(Labeled-object pointing entries)
_____

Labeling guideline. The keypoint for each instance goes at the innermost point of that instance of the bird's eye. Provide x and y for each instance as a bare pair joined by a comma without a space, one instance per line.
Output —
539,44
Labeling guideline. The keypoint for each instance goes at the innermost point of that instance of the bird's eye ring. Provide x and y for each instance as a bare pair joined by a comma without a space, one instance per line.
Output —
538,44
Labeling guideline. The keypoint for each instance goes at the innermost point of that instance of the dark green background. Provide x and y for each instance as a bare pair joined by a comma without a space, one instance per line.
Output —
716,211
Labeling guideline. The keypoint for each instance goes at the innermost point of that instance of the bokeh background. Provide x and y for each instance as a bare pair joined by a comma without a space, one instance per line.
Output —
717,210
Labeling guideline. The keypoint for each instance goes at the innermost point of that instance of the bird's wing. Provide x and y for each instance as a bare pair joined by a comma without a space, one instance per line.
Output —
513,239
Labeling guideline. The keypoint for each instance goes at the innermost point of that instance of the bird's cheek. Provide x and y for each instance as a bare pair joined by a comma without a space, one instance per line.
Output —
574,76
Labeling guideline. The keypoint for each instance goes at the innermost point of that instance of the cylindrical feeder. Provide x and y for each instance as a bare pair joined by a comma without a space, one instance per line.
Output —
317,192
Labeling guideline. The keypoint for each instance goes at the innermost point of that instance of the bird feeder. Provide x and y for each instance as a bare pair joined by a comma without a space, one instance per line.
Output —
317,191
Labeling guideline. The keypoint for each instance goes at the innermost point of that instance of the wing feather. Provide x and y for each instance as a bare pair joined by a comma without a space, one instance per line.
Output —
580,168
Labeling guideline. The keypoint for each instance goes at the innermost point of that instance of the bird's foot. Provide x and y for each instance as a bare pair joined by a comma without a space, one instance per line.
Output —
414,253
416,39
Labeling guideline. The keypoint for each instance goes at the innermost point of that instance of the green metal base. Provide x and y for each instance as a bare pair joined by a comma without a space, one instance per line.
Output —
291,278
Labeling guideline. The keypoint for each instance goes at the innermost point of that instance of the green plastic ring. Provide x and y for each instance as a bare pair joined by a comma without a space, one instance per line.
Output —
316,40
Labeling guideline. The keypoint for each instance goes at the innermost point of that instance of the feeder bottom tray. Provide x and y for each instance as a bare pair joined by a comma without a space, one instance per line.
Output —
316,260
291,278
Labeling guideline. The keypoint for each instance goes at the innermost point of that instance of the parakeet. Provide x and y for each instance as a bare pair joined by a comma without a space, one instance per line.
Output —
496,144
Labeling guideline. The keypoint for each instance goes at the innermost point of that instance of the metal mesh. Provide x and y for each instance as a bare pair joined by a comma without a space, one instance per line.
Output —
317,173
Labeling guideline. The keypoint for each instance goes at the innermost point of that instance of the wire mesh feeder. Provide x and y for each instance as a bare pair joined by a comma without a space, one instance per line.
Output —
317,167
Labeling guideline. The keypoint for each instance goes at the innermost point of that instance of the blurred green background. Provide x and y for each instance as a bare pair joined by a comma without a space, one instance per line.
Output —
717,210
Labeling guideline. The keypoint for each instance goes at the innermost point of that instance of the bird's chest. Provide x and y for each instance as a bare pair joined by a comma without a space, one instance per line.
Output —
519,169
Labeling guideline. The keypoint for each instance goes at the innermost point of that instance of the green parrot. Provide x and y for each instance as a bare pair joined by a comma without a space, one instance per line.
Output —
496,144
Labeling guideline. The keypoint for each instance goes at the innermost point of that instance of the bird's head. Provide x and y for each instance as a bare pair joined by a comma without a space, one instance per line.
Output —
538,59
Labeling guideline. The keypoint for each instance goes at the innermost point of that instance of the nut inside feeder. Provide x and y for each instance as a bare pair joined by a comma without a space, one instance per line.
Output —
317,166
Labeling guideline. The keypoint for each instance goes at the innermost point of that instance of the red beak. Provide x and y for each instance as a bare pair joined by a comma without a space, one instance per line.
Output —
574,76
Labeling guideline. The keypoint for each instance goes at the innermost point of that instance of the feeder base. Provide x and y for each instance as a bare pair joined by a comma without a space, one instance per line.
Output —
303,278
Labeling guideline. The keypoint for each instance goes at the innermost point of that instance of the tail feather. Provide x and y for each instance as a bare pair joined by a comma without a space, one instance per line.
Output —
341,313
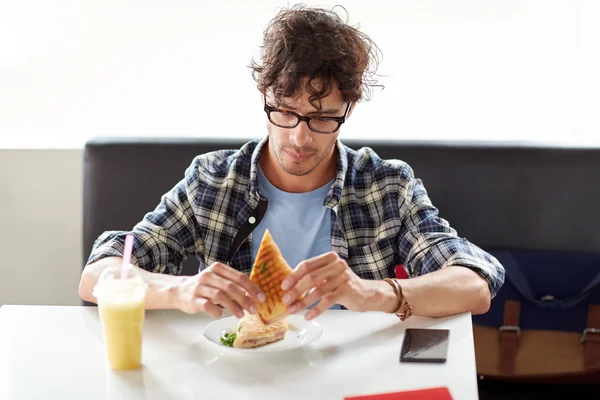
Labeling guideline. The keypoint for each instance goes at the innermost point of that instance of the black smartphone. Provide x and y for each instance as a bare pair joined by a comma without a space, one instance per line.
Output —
425,345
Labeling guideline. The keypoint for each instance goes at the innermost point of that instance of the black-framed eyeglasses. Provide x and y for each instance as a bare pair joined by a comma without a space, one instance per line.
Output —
290,119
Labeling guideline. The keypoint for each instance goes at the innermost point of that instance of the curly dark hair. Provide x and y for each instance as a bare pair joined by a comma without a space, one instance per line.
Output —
315,43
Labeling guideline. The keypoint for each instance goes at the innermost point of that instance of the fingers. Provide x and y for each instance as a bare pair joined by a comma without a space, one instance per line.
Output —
318,292
224,290
314,279
240,279
308,266
220,297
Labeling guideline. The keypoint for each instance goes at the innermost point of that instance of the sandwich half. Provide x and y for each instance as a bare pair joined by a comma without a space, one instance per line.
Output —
252,332
268,271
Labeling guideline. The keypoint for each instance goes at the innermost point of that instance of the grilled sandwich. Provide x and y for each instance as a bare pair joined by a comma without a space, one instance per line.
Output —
268,271
252,332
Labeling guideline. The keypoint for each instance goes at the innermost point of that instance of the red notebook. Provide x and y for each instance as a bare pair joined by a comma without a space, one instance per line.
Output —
439,393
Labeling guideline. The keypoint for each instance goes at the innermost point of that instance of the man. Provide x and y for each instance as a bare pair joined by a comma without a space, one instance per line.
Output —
343,218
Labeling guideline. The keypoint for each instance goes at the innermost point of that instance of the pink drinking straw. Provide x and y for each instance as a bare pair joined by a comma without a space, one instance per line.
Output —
126,255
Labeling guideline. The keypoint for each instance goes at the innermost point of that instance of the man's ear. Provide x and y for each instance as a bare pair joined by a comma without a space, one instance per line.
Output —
351,109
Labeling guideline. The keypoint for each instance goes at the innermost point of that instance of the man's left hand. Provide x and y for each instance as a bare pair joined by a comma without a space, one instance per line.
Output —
329,278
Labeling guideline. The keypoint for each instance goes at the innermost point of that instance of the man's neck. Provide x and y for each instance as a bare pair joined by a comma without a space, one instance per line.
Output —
282,180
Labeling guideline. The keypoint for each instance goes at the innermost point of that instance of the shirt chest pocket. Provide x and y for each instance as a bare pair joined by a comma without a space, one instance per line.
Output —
373,261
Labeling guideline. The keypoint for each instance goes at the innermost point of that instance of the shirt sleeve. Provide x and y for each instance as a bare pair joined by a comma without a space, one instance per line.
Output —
165,236
428,243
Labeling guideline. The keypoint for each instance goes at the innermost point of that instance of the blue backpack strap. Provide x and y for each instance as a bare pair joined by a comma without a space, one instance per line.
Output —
519,281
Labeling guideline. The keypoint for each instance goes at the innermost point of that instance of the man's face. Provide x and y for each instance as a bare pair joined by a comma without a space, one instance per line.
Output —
299,151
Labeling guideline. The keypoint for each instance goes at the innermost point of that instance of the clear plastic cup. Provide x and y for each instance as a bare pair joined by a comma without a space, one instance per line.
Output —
122,312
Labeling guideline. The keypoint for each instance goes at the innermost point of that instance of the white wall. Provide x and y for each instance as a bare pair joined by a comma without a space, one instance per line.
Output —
72,69
516,69
40,226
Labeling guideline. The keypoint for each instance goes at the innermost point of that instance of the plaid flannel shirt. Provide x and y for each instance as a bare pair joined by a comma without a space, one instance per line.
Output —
381,217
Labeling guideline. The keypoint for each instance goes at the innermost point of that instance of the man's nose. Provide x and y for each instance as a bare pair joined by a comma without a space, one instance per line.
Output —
301,135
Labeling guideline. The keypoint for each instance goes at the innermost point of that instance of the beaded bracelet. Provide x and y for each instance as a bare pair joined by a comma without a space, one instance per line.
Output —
403,310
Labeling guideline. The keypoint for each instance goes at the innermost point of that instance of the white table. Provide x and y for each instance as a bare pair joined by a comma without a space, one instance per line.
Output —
58,353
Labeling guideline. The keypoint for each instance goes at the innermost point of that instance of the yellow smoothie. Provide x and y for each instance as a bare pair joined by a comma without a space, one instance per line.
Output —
121,307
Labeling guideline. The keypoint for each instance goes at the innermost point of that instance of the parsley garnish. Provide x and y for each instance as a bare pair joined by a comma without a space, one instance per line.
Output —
228,338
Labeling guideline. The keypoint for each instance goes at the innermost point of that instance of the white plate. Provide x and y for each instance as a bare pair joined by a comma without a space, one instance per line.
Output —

_____

> **PROBLEM DESCRIPTION**
Print exactly the lines from the one with "of the beaded" through the end of the data, inclusive.

> **EXERCISE SOLUTION**
Labeling guideline. The keypoint for each instance goes at the innermost point of that instance of the beaded bracelet. Provide x and y for each instance as a bare pair joined by a comma without a space, one instance per line.
Output —
403,310
Labeling guideline. The keypoint for each instance goes at the innermost point of that instance of the white table. Provide x and y for each instance as a bare pair joined by a comma without a space, one instance per line.
Output —
58,353
Labeling guideline. The keypoint for each instance goes at the innermost point of that instance of the yellow smoothie. Provide x and y for each instance as a bare pair joined by a comma without a space, one instance per line.
Output —
121,307
Labeling guideline. The keypoint for each instance goes at the innermost point of that instance of the parsley garnish. Provide x and y for each instance as a bare pair joined by a comma without a space, one instance per line.
Output —
228,338
Labeling guideline. The keypoint for each instance goes at the innermost point of that instance of the white plate. Provide x and y for each instance as a bare pair joined by a comma without a space, one instance per line.
Output —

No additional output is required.